WORK INSTRUCTION 1 - In the text on Indigenous eye health in the Kimberley, approximately how many Indigenous diabetics live in the Kimberley?
WORK INSTRUCTION 2 - Resume the text on Indigenous eye health in the Kimberley after its final heading, "What we're doing."

Kimberley Diabetic Eye Care ProgramRead more
Rural, Remote and Indigenous Development
The big picture.
- Aboriginal and Torres Straight Islander children have better eyesight than other Australian children, but by the time they are over 40 years of age they are six times more likely to be blind.
- The rise in diabetes and diabetic eye disease is going to make this problem even worse over coming years.
- It is estimated that 1 in 3 Indigenous adults have diabetes but only 20% have had the recommended eye examination.
- Blindness is both a result and a cause of poverty. When people regain their sight, their quality of life is vastly improved.
- Most severe vision loss from diabetes is preventable with regular eye exams and timely treatment.
- There are approximately 1,000 Indigenous diabetics in the Kimberley alone.
What we're doing.

RECORDS PROVIDED -

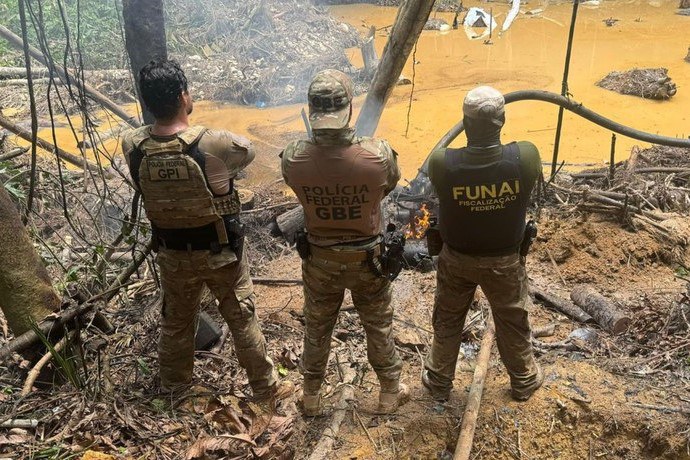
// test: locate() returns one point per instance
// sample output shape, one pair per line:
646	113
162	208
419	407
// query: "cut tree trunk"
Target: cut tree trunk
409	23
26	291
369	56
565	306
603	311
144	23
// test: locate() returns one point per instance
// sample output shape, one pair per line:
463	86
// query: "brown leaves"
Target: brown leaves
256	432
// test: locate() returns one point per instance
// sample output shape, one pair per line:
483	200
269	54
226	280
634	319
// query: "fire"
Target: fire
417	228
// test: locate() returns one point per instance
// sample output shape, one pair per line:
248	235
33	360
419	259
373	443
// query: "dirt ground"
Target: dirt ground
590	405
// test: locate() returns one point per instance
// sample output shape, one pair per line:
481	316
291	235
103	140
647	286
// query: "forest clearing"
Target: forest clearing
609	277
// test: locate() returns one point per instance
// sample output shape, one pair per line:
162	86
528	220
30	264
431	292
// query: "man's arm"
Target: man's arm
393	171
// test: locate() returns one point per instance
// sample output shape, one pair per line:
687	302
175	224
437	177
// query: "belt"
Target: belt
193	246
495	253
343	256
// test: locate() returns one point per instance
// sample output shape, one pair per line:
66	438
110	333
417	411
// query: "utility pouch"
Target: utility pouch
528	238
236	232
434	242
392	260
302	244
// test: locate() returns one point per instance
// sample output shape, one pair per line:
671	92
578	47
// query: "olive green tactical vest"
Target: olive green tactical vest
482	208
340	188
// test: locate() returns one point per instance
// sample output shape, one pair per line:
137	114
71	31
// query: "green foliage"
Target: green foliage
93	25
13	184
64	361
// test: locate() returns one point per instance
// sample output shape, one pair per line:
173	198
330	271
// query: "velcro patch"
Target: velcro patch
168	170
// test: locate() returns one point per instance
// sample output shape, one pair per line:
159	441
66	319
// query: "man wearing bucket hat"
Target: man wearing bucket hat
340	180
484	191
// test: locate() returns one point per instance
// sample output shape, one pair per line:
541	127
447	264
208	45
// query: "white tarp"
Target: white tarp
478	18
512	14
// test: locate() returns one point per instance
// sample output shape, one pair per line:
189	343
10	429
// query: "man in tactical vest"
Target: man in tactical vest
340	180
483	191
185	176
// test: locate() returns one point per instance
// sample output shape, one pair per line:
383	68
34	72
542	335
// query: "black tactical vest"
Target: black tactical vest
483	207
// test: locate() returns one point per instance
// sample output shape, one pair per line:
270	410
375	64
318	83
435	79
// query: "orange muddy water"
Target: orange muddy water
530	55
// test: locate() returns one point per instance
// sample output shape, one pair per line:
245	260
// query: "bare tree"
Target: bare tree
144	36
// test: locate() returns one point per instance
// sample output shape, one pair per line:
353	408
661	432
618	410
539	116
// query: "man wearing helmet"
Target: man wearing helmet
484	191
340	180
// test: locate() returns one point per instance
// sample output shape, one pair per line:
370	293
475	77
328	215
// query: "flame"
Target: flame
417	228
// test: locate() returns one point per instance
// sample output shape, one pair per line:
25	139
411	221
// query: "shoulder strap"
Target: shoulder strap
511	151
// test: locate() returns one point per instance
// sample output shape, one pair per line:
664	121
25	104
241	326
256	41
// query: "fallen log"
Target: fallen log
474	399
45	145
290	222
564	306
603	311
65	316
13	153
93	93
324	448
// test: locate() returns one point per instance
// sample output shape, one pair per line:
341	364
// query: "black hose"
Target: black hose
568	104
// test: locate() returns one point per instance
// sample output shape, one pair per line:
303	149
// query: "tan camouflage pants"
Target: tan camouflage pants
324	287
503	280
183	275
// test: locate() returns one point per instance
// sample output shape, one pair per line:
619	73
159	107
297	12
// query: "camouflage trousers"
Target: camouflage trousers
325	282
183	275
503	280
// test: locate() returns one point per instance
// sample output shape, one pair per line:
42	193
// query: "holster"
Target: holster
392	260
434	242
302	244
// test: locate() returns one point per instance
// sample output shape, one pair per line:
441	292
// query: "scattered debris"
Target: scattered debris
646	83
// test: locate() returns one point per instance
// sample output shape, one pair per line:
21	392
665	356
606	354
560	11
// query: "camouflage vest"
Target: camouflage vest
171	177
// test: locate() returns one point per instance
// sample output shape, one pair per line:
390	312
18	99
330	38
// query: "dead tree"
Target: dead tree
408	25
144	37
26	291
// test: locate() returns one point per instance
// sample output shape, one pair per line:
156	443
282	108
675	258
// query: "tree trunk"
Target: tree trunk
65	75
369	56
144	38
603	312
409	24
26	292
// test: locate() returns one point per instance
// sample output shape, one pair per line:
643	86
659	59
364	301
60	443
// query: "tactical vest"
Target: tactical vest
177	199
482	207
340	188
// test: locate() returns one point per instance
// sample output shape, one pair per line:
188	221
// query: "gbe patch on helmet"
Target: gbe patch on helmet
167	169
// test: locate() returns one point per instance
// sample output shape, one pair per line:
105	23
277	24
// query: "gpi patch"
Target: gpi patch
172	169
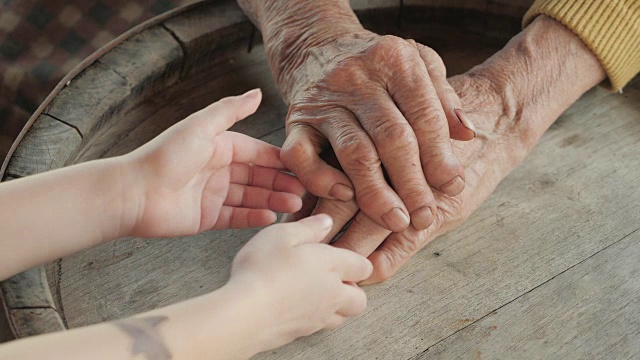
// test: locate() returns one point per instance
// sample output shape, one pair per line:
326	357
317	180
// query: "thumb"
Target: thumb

WRITTEN REPLY 1 - Approximately 1,000.

WRITTEN REPLY 2 -
- Western Australia’s remote Kimberley and Pilbara regions have the lowest coverage of eye care services in the country. We’re funding long-term eye care programs in these regions to reduce eye disease and prevent blindness caused by diabetes. The programs are screening an estimated 1,500 patients in the Kimberley/Pilbara each year and managing diabetic eye conditions in approximately 500.
- Eye surgeons primarily based in Perth provide outreach services to larger regional centres and smaller remote communities.
- Using everyday technology, patients in remote areas can also have their eyes screened and diagnosed by eye surgeons over 2,000km away in Perth.
- In close collaboration with Lions Eye Institute, WA and local health services, the programs are providing education, training and awareness to ensure a sustainable future of eye care in these regions.